* [Problem]
The entries that follow must be given again exactly, with the pictures excluded.

::: Dataset excerpts :::

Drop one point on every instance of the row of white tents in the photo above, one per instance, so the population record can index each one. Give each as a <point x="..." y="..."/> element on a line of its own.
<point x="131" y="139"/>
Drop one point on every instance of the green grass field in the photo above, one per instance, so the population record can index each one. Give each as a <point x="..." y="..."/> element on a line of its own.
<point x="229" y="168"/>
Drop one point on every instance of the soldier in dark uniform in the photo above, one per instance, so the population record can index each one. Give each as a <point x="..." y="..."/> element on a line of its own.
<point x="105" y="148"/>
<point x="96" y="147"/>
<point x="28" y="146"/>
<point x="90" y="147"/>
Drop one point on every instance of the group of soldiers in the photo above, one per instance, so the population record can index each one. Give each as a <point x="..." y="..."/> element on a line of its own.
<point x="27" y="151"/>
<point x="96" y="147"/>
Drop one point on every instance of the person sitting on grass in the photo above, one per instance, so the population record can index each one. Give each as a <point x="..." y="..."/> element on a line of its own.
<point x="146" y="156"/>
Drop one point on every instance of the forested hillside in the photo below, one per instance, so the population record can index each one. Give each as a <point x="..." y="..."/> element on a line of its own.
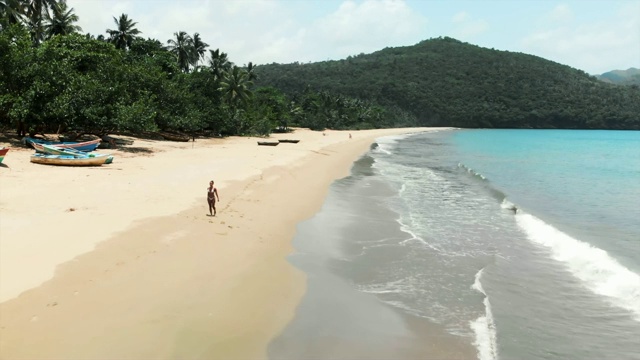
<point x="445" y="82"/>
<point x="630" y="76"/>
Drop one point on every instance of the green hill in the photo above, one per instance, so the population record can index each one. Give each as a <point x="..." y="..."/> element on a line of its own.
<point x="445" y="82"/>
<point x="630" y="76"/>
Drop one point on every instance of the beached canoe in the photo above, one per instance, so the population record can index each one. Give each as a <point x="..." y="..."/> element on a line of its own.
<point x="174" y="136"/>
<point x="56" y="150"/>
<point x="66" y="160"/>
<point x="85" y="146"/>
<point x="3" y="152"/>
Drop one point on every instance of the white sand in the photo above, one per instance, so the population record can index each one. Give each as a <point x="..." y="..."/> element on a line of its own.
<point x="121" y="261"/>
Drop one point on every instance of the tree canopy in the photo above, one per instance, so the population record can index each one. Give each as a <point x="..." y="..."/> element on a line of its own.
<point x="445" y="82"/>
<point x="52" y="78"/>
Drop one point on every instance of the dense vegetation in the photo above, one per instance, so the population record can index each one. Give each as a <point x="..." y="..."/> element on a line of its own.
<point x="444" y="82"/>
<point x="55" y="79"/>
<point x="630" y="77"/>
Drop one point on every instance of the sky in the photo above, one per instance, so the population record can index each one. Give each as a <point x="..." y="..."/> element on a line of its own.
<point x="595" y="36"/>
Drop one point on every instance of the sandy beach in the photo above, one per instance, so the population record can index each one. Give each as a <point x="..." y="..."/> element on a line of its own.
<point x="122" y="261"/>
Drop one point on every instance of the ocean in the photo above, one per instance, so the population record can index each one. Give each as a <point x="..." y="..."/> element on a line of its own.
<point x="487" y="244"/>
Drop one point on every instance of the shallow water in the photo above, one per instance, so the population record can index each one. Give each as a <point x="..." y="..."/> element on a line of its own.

:::

* [Result of the task]
Drop one point on every instance of the row of white tents in the photo above, one per instance, so the population record can index each one. Give each as a <point x="..." y="..."/> element on a line of its own.
<point x="131" y="139"/>
Drop one point on every instance of the green grass field in the photo above, one per instance, so the population record can index each one. Give each as a <point x="..." y="..."/> element on a line of its own.
<point x="229" y="168"/>
Drop one point on every instance of the soldier in dark uniform in the photo above, one per instance, so the population record can index each one. Give each as a <point x="..." y="..."/> element on a line of its own.
<point x="105" y="148"/>
<point x="96" y="147"/>
<point x="28" y="146"/>
<point x="90" y="147"/>
Drop one point on every instance of the group of soldiers in the photo above, one per instance, so the population record can index each one. Give each as a <point x="..." y="..."/> element on a line of its own.
<point x="27" y="151"/>
<point x="96" y="147"/>
Drop one point on every instance of the person sitting on grass in the photo above, one per instance, so the population record can index each one. Give each as a <point x="..." y="..."/> element on a line of its own.
<point x="146" y="156"/>
Drop one point on every instance of the forested hillside in the photo below, one per instance, so the population record can index each one. Give each as a <point x="..." y="..."/> element on a line of its own.
<point x="445" y="82"/>
<point x="630" y="76"/>
Drop one point on every instance of the green hill in the photo above, one per instance, so the population record can index each one. Give each as a <point x="..." y="..."/> element on a line of its own.
<point x="445" y="82"/>
<point x="630" y="76"/>
Drop one point on every instance of the beached canoe in the photo above, one per instance, so the population record can index each one. Give each as a <point x="..." y="..."/> element on a line of its own.
<point x="174" y="136"/>
<point x="56" y="150"/>
<point x="66" y="160"/>
<point x="85" y="146"/>
<point x="3" y="152"/>
Drop one point on every instance of the white sand in the photo above, one per instance, so the population record can index each one. Give each as a <point x="..." y="..."/> element on a line of its own.
<point x="121" y="261"/>
Drop one point on every instance of the tree canopy in the photo above, one per instance, so the population record can index each one. Give each as a <point x="..." y="..."/> element on a line of its own.
<point x="445" y="82"/>
<point x="52" y="78"/>
Drop one point on every instance of the dense vegetation in the photo above, one per instance, so the population record can index each one. Give each as a <point x="..." y="..."/> element on a line of its own.
<point x="444" y="82"/>
<point x="55" y="79"/>
<point x="630" y="77"/>
Drop one point on every instance of the sky in the photo above, one per instance, so the population record can index each one. Give each as a <point x="..." y="..."/> element on a line of its own.
<point x="595" y="36"/>
Drop one point on every instance of the sandy beach in the photo above, one per instance, so the population record can index each one. Give each as a <point x="..." y="..."/> element on a line of its own.
<point x="122" y="261"/>
Drop one point on every instance of the ocean in the photo above, one per instance, so the population record can index each one. Give each as a <point x="..." y="..."/> element on a line of its own.
<point x="487" y="244"/>
Drop one point on every instance of the shallow water in the photo above, one per instance, so the population record can index each one. Give each as a <point x="..." y="..."/> element on a line of its own.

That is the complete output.